- [Exercise]
Starting from the line containing "Look at the image and identify where the clenched", write out the rest of the entries exactly, through the final line, including nothing else.

::: Input rows :::

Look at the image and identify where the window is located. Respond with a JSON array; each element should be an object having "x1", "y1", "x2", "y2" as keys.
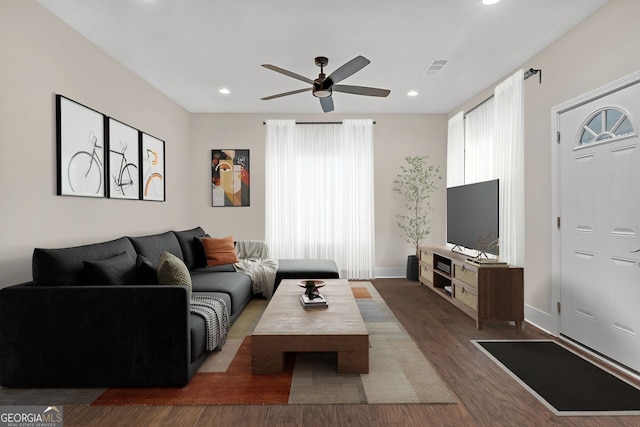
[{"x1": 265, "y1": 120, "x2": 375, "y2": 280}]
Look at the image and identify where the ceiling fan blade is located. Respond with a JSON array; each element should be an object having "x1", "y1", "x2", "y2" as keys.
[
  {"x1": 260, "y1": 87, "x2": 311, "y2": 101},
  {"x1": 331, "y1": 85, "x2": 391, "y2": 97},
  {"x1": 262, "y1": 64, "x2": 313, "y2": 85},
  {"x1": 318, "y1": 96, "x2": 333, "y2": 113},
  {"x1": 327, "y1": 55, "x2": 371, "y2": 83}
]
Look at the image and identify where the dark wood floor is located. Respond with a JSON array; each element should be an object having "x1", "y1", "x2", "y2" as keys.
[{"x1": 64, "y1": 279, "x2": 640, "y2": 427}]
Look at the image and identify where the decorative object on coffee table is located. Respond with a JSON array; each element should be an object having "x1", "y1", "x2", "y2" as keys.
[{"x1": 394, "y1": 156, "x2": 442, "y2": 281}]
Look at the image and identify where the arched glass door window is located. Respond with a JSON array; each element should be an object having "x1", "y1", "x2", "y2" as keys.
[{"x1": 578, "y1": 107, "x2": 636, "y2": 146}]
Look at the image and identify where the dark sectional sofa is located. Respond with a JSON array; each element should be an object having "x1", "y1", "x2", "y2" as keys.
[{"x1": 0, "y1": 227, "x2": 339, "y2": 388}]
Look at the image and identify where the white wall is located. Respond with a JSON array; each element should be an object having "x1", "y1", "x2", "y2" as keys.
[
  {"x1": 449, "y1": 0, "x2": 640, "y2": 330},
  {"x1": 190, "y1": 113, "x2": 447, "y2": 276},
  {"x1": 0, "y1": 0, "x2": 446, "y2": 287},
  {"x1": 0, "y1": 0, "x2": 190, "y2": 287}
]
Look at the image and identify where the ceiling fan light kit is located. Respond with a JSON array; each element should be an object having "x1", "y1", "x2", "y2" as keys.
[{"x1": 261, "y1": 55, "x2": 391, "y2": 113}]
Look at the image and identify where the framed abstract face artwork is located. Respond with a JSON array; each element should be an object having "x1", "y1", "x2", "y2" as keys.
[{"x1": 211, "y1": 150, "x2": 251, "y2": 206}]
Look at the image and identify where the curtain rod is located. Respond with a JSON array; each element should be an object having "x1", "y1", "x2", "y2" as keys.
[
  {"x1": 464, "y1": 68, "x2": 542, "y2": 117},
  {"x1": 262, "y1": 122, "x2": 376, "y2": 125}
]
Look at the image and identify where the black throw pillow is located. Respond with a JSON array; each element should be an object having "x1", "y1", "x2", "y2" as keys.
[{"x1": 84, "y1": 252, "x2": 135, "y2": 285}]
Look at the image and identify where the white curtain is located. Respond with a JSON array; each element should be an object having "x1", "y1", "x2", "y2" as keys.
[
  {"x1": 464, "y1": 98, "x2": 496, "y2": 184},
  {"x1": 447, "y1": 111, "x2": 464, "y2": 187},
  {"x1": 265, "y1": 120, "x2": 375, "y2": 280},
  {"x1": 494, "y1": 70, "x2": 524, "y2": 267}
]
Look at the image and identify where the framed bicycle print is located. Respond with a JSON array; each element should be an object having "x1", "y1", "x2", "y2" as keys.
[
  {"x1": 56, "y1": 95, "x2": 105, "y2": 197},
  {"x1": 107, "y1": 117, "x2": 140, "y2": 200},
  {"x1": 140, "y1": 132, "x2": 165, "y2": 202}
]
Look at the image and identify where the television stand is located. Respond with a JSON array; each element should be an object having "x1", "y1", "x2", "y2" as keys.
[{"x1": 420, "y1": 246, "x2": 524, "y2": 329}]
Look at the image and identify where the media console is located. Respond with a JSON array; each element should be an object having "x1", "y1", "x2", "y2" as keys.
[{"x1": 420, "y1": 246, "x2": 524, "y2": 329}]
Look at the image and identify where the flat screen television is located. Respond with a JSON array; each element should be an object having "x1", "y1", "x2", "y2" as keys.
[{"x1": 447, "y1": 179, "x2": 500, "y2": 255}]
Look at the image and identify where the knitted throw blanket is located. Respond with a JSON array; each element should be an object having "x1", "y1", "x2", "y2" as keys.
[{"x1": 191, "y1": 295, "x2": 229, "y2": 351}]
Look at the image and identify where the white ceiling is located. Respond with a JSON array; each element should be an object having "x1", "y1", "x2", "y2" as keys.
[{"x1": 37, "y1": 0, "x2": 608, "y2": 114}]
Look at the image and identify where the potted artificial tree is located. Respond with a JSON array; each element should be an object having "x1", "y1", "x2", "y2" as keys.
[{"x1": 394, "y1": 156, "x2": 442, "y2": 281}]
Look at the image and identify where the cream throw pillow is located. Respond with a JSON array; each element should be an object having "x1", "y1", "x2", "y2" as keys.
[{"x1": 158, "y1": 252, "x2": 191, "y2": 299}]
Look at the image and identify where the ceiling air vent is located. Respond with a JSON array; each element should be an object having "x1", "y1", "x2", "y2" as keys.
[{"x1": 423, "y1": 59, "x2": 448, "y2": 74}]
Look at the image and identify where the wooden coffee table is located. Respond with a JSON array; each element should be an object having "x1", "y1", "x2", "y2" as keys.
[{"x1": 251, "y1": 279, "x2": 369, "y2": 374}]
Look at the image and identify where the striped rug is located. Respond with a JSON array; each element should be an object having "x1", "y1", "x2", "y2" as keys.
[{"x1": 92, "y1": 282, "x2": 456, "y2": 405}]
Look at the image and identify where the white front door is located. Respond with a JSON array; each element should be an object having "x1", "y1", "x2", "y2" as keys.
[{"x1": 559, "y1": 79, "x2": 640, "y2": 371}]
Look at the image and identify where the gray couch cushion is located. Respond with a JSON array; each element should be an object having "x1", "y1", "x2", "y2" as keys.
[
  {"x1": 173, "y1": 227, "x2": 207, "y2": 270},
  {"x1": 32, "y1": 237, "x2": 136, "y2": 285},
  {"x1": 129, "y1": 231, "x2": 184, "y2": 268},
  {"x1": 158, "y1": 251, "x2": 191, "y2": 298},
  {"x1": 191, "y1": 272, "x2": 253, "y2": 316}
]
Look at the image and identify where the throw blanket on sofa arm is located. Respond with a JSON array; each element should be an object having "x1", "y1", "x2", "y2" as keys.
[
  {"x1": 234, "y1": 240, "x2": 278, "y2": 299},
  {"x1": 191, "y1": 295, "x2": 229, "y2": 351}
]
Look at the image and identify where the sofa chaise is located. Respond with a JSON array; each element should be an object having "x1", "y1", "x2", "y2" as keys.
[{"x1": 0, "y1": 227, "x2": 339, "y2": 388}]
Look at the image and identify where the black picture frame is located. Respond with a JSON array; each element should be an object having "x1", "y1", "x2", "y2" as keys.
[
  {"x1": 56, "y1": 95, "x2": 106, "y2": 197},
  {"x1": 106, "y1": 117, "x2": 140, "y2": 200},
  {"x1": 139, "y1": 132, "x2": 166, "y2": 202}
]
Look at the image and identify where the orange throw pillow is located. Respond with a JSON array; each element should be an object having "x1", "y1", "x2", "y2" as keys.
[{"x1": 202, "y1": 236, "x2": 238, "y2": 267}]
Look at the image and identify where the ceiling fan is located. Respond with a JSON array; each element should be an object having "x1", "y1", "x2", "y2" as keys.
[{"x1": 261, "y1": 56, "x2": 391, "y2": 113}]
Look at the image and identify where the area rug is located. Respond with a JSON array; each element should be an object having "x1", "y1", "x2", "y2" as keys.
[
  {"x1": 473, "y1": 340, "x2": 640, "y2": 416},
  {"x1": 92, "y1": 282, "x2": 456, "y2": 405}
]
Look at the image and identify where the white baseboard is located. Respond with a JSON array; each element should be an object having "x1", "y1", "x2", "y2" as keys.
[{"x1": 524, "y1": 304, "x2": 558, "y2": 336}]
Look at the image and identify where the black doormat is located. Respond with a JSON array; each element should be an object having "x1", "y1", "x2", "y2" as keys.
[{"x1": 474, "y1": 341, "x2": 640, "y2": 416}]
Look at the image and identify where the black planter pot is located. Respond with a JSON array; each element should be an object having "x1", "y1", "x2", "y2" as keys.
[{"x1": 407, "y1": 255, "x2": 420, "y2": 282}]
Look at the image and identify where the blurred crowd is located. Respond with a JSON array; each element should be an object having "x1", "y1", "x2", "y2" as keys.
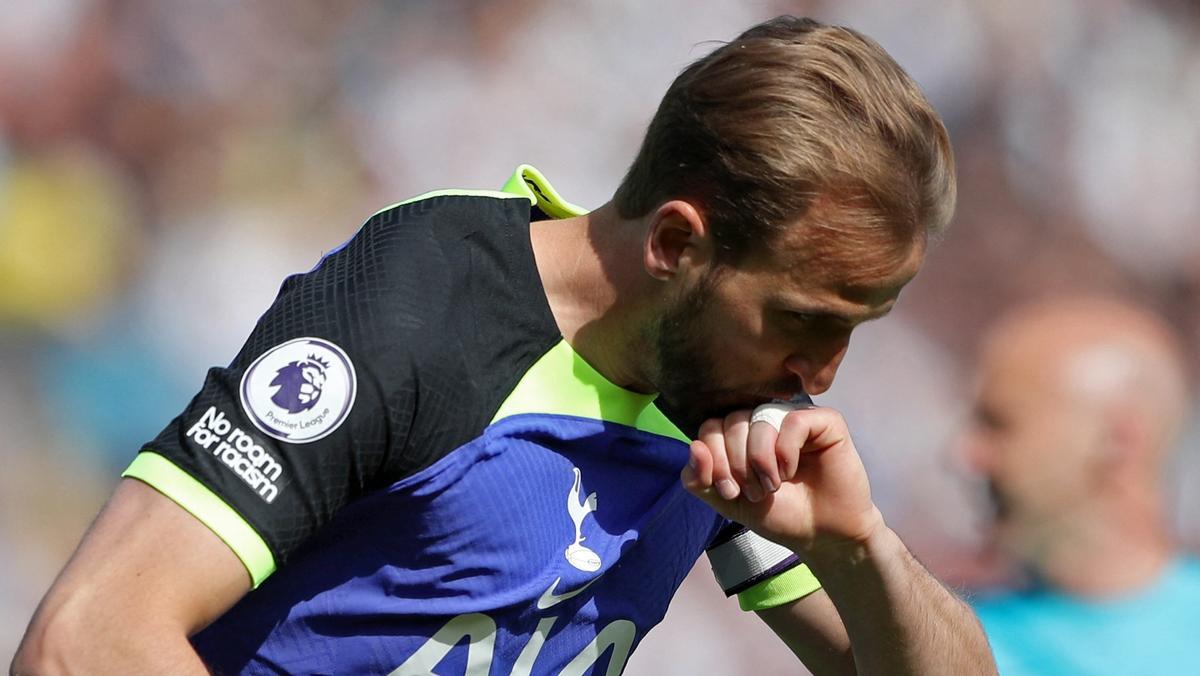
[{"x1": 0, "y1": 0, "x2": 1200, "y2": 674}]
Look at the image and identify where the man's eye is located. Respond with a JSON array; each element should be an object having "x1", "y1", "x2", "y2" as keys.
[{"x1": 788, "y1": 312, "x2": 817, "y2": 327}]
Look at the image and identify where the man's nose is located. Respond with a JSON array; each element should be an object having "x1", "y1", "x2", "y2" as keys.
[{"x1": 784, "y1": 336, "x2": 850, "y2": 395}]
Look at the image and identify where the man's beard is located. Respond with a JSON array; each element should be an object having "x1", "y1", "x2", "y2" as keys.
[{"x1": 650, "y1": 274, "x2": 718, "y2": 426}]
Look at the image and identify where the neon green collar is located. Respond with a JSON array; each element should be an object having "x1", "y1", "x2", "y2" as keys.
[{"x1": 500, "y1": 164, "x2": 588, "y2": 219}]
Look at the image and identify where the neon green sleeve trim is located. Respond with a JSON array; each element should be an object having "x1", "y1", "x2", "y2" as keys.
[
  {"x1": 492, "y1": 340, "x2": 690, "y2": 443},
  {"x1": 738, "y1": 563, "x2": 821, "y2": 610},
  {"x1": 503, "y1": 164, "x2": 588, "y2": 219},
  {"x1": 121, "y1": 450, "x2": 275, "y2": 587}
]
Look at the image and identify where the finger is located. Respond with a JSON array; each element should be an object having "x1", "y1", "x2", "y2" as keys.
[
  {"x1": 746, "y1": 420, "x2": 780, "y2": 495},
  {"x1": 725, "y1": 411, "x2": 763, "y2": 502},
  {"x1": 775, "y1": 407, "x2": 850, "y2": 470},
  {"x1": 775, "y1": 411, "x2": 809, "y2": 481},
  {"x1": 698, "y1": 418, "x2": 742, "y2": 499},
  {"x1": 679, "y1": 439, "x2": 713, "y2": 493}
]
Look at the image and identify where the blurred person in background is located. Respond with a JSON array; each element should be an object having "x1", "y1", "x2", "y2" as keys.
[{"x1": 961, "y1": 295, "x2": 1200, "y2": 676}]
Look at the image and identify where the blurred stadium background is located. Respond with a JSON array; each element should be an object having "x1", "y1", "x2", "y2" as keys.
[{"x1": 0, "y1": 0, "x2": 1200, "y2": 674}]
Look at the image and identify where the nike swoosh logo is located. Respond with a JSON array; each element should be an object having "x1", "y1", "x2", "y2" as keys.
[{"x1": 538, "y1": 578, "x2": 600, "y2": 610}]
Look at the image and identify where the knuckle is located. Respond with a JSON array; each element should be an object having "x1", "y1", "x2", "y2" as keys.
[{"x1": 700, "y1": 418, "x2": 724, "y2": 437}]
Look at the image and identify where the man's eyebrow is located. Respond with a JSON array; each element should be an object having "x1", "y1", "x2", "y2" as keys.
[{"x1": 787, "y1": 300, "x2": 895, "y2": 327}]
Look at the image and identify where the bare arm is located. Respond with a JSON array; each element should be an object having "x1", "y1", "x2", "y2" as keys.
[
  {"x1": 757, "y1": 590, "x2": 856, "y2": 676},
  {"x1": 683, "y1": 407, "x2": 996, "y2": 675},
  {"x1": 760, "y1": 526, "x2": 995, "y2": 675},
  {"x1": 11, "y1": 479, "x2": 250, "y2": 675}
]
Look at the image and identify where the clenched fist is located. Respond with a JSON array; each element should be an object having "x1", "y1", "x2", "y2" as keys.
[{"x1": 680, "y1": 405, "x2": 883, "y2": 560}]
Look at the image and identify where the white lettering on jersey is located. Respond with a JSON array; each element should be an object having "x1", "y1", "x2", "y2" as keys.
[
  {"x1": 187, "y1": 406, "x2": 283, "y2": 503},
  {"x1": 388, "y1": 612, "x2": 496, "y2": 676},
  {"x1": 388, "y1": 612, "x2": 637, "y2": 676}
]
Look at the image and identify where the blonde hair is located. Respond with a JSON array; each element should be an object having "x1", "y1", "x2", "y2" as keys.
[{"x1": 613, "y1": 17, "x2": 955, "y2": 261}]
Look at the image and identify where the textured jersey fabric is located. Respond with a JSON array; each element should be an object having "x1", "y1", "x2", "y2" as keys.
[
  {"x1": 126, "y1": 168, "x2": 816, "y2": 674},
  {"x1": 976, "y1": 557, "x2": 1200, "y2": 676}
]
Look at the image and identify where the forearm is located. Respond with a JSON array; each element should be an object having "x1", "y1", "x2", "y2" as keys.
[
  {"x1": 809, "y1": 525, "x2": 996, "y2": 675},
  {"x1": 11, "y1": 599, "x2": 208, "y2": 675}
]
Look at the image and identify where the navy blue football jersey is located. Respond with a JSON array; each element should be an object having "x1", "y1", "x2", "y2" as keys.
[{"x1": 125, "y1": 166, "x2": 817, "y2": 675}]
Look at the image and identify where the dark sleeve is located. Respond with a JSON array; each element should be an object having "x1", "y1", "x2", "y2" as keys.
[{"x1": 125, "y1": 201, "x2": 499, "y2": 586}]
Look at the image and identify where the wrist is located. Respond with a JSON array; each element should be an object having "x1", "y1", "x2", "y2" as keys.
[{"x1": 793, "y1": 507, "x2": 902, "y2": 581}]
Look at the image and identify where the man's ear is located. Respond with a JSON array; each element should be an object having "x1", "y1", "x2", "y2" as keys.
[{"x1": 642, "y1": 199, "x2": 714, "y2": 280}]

:::

- [Final result]
Look at the image and identify where the clenched fist is located. Respond with a JSON array; each element should be an object having "x1", "y1", "x2", "y2" as keys.
[{"x1": 680, "y1": 405, "x2": 883, "y2": 560}]
Look at the image and identify where the white lettering on jersey is located. Respond with a JSON array; each element should be an object having "x1", "y1", "x2", "y2" as keys.
[
  {"x1": 187, "y1": 406, "x2": 283, "y2": 503},
  {"x1": 388, "y1": 612, "x2": 496, "y2": 676},
  {"x1": 388, "y1": 612, "x2": 637, "y2": 676}
]
Look at the image and identify where the blonde hair is located. Respond with a JSON array; each element should be an object having "x1", "y1", "x2", "y2" as keys.
[{"x1": 613, "y1": 17, "x2": 955, "y2": 261}]
Look at the image and identify where the textured jersey fabric is located. Respond with a JSON array; each element should be an object having "x1", "y1", "x2", "y2" as keys.
[
  {"x1": 126, "y1": 168, "x2": 816, "y2": 674},
  {"x1": 976, "y1": 557, "x2": 1200, "y2": 676}
]
Look at the image and identify where the forearm is located. Respond with a JSON array; each element should be an object having "x1", "y1", "x2", "y2" as keys.
[
  {"x1": 809, "y1": 525, "x2": 996, "y2": 675},
  {"x1": 11, "y1": 599, "x2": 208, "y2": 675}
]
Look at the image and identify where the navy blue football jersey is located. Respond with a JSON array; each element should be an object having "x1", "y1", "x2", "y2" as keys.
[{"x1": 125, "y1": 166, "x2": 817, "y2": 675}]
Look at the image and identify where the dark sleeve is located. Respond with a JSON array; each element should be an object having "x1", "y1", "x2", "y2" as keys.
[{"x1": 125, "y1": 201, "x2": 499, "y2": 586}]
Look at the image and identify where the wrist is located. Respond with a JSON array; each element should be an object having "x1", "y1", "x2", "y2" as keys.
[{"x1": 793, "y1": 507, "x2": 902, "y2": 581}]
Look at the image and identify where the man's ear is located. Respond with a JSON array; each element should be an object having "x1", "y1", "x2", "y2" as keys.
[{"x1": 642, "y1": 199, "x2": 714, "y2": 280}]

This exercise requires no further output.